Required work:
Please return each entry exactly as it appears, but not the pictures.

Referring expression data:
--------------------------------------------------
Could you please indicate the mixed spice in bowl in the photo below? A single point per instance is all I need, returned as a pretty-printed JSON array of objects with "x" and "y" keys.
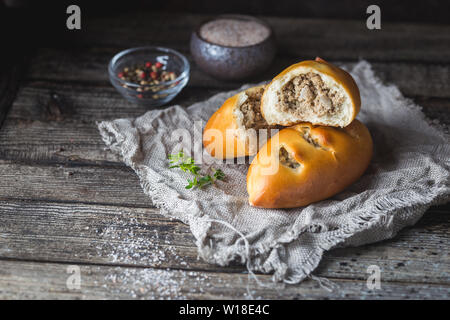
[{"x": 151, "y": 76}]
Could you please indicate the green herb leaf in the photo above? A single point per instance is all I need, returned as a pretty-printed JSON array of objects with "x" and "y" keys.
[{"x": 186, "y": 164}]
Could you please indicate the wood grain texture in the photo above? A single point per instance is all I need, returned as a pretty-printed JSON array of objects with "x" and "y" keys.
[
  {"x": 99, "y": 184},
  {"x": 413, "y": 78},
  {"x": 56, "y": 122},
  {"x": 65, "y": 200},
  {"x": 118, "y": 235},
  {"x": 30, "y": 280}
]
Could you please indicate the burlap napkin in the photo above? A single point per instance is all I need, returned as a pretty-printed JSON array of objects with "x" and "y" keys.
--------------------------------------------------
Answer section:
Could you please indicate the mixed spice in bowl in the photo below? A single point per instance is all I need, returned as a pretty-printed JSON array of objects with "x" and "y" keys.
[{"x": 151, "y": 76}]
Could you please indicate the green herb leaf in the photo above? A single point per instance is all I need, returned as a pretty-printed JSON array of objects with "x" and "y" keys.
[{"x": 186, "y": 164}]
Could you please indicate the wood grain texture in the photo above? A single point per instance is all I need, returned as a pretty-printed JSON array of objects with "x" and "y" keys.
[
  {"x": 99, "y": 184},
  {"x": 413, "y": 78},
  {"x": 56, "y": 122},
  {"x": 65, "y": 200},
  {"x": 118, "y": 235},
  {"x": 30, "y": 280}
]
Could you please indicate the burlap napkin in the photo above? A single point per instance is all I need, returned as a pretty-printed JSON array of objects with "x" and "y" keys.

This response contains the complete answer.